Impact evaluation needs data, and often research teams collect this from scratch. Raw data fresh from the field is a bit like dirty laundry: it needs cleaning. Some stains are unavoidable – we all spill wine/sauce/coffee on ourselves from time to time, which is mildly frustrating but easily discarded as a fact of life, a random occurrence. But as these occurrences become regular we might begin to ask ourselves whether something is systematically wrong.

So it is with survey data, which is produced by humans and will contain errors. As long as these are randomly distributed, we usually need not be overly concerned. When such errors become systematic, however, we have a problem.
 
Data for field experiments can be collected either through traditional paper-based interviews (PAPI, for paper assisted personal interviewing, not for this) or using electronic devices such as tablets, phones and computers (CAPI, for computer assisted personal interviewing). There are some settings where CAPI may not be appropriate, but it seems safe to say that CAPI has emerged as a new industry standard. Even so, we sometimes encounter resistance to this no-longer-so-new way of doing things.
 
The next time you are planning a survey and your partners consider CAPI impractical or inferior to PAPI, refer to the following cheat list of some of the advantages of
electronic data collection. These are based on some of the things we have found to be most useful in various surveys carried out as part of DIME impact evaluations.

1. Avoid mistakes before they happen. Did you hear the one about the 6-year-old with two children who was also his own grandmother? With a long and complex paper questionnaire, such errors can easily occur. CAPI allows us to build in constraints to, for example, create automatic skip patterns or restrict the range of possible responses.

2. Ask the right questions. As part of an experiment to test the effectiveness of different forms of incentives on midwife attrition in Nigeria, we used our survey to check whether midwives received the type of incentive they were assigned to. Here, enumerator error could lead to contamination of the experiment by informing the interviewee of different forms of incentives potentially received by their peers, and so it was vital that exactly the right questions be asked for each midwife. To ensure this, the question was automatically filtered depending on answers to a set of simple questions early in the questionnaire, each of them with their own restrictions. This level of assurance cannot be achieved with a paper survey.

EXTRACTED INFORMATION:
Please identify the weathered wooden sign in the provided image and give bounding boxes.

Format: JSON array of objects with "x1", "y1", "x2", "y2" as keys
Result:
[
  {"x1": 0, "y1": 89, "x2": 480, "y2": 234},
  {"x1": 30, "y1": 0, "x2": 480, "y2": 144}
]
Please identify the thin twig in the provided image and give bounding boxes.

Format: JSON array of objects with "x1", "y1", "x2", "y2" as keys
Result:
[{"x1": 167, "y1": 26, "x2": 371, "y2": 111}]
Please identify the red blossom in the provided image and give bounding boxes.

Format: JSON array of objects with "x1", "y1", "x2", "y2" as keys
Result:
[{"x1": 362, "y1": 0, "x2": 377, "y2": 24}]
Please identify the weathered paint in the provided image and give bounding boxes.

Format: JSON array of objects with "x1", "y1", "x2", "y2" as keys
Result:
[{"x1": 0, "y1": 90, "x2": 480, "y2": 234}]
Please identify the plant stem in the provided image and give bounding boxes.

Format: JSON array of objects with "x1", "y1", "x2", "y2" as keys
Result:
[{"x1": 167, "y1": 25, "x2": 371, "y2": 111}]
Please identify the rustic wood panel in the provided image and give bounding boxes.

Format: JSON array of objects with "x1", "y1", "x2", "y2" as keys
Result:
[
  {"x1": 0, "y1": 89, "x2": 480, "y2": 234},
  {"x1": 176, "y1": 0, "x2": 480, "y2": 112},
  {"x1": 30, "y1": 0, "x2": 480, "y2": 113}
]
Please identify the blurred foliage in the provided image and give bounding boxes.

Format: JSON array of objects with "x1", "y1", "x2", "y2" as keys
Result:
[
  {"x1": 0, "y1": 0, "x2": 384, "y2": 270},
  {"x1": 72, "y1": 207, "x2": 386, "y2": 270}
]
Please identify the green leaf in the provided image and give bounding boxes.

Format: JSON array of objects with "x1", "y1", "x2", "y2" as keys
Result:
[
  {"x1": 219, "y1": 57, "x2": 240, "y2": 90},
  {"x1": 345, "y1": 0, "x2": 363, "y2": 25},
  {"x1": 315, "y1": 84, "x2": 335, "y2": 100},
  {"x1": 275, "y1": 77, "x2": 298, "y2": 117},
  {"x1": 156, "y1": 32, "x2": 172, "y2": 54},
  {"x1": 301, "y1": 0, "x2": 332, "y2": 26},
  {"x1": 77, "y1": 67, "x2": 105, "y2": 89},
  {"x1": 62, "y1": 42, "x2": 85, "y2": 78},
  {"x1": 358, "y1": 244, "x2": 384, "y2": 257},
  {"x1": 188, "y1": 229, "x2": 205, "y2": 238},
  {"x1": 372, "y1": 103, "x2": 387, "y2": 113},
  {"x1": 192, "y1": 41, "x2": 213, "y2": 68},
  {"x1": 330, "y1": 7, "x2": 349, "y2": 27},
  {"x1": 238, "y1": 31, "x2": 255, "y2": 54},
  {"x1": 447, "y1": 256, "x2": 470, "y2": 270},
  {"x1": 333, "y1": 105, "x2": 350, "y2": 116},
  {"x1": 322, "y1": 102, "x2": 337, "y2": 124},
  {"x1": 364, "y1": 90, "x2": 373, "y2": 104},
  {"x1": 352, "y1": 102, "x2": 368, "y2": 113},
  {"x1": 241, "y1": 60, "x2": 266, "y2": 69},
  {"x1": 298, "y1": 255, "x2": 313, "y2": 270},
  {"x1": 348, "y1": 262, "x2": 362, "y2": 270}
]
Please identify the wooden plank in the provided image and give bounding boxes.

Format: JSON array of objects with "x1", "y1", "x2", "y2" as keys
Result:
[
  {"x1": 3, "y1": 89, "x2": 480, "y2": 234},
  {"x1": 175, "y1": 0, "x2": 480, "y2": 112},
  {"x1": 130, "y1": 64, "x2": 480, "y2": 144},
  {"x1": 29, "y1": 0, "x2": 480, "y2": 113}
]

---

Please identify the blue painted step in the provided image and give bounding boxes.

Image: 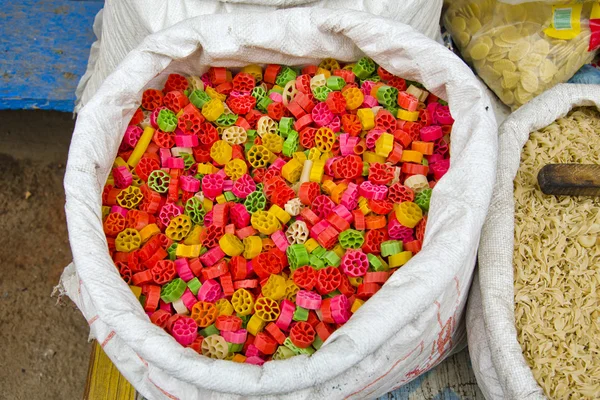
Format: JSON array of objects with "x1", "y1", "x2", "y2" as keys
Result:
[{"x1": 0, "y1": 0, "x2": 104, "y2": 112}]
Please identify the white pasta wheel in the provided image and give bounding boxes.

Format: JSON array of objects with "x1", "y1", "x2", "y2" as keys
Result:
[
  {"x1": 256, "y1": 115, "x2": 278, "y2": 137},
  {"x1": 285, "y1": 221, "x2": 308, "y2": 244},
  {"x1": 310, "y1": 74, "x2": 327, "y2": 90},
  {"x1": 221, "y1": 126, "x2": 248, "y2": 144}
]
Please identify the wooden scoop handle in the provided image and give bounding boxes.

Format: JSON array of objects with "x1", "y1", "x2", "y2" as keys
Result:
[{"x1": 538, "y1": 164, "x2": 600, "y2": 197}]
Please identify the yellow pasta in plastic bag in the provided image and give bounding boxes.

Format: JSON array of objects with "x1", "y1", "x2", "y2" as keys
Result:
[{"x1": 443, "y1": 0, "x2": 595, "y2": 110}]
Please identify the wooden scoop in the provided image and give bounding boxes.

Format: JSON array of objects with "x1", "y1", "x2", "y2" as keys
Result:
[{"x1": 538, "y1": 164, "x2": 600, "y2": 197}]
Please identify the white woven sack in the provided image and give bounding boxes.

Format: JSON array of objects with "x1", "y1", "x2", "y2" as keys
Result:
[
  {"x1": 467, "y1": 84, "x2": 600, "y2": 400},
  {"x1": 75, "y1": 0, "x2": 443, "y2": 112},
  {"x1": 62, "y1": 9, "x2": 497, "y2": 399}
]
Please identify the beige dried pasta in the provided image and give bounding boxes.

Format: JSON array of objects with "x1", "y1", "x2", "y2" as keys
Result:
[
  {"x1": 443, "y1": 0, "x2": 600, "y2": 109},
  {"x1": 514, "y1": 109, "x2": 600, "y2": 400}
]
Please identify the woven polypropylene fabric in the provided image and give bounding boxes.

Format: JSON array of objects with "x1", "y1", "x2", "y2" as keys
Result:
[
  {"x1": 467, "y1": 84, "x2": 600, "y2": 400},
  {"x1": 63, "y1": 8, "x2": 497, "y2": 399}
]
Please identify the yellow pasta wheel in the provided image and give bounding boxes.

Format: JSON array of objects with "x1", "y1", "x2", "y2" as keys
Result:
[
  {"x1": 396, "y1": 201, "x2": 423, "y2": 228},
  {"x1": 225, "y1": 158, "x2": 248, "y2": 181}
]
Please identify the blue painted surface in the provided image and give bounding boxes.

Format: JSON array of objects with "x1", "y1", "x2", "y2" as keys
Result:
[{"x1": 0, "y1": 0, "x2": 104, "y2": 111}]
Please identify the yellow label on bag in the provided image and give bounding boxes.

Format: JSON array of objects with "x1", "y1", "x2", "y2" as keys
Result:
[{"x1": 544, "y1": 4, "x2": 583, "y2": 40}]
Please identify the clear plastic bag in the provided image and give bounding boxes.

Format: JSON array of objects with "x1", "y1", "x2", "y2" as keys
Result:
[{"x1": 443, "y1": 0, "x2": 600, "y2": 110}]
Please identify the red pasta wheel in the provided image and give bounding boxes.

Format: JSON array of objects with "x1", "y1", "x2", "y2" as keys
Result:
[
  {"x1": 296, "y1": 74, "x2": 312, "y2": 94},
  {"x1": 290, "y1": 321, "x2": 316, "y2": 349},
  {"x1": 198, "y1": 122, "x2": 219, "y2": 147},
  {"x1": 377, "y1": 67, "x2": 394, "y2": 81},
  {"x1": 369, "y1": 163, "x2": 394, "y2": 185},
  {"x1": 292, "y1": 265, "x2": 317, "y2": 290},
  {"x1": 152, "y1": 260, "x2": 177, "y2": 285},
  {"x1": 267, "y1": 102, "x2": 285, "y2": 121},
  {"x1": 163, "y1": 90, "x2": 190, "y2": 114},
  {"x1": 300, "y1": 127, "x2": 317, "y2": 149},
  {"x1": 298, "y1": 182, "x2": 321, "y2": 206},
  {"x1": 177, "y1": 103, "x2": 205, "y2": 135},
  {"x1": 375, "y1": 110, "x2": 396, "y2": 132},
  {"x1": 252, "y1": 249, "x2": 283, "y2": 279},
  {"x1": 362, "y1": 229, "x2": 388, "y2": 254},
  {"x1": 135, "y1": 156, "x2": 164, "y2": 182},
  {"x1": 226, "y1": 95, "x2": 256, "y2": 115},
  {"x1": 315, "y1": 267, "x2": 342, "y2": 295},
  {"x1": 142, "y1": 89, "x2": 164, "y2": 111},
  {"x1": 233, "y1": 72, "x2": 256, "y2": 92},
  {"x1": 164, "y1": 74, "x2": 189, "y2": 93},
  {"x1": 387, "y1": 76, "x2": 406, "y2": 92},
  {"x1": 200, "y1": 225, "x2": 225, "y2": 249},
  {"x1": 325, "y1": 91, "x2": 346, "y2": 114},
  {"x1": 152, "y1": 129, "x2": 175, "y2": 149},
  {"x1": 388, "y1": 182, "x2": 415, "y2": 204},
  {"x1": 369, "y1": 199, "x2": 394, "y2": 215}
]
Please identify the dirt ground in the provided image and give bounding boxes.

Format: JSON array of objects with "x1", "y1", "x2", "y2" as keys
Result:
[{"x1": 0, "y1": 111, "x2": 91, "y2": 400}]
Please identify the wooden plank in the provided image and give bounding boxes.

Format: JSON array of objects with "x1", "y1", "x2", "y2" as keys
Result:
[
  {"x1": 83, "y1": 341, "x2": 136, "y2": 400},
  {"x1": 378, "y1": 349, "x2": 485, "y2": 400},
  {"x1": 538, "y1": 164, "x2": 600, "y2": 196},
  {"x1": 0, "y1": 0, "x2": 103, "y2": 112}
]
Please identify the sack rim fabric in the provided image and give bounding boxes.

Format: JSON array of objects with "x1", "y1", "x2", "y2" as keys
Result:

PROMPT 1:
Answer these questions using the passage on electronic survey data collection:
(a) What does the abbreviation CAPI stand for?
(b) In which country was the experiment on midwife attrition carried out?
(c) To what does the passage compare raw data fresh from the field?
PROMPT 2: Summarize the passage on electronic survey data collection in two sentences.
PROMPT 3: Quote the part of the passage on electronic survey data collection that opens with the words containing "Data for field" and closes with "DIME impact evaluations.".
Answer from the text alone, not from the records.

EXERCISE RESULT 1:
(a) Computer assisted personal interviewing.
(b) Nigeria.
(c) Dirty laundry.

EXERCISE RESULT 2: Survey data always contains human errors, which are usually tolerable when random but become a problem when systematic. Electronic data collection (CAPI) has emerged as an industry standard over paper-based interviews (PAPI), and it can prevent errors before they happen, for example through automatic skip patterns and response restrictions, and ensure that exactly the right questions are asked, as in an experiment on midwife incentives in Nigeria.

EXERCISE RESULT 3:
Data for field experiments can be collected either through traditional paper-based interviews (PAPI, for paper assisted personal interviewing, not for this) or using electronic devices such as tablets, phones and computers (CAPI, for computer assisted personal interviewing). There are some settings where CAPI may not be appropriate, but it seems safe to say that CAPI has emerged as a new industry standard. Even so, we sometimes encounter resistance to this no-longer-so-new way of doing things.
 
The next time you are planning a survey and your partners consider CAPI impractical or inferior to PAPI, refer to the following cheat list of some of the advantages of
electronic data collection. These are based on some of the things we have found to be most useful in various surveys carried out as part of DIME impact evaluations.